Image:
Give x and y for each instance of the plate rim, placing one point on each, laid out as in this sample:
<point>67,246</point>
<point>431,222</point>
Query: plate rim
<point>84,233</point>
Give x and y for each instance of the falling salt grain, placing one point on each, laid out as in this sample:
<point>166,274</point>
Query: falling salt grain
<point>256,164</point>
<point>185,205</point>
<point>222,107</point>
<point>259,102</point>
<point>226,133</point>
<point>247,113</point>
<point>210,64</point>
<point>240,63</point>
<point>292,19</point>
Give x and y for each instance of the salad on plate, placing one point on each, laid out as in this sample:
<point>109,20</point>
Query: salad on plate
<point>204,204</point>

▸ Set task:
Please print the listing above again, line for line, with nothing changed.

▸ Result of the task:
Image:
Give x and y for each instance of the plate rim, placing one point on each, laid out as in this sample:
<point>67,246</point>
<point>431,222</point>
Query: plate rim
<point>84,233</point>
Give x and y for each instance of the falling salt grain, placing one point on each, laid out as in this sample:
<point>166,274</point>
Query: falling salt grain
<point>256,164</point>
<point>185,205</point>
<point>222,107</point>
<point>259,102</point>
<point>226,133</point>
<point>247,113</point>
<point>210,64</point>
<point>240,63</point>
<point>292,19</point>
Give x and y for each instance of the salad on plate, placing one point on each, laid out as in this sample:
<point>109,20</point>
Query: salad on plate
<point>204,204</point>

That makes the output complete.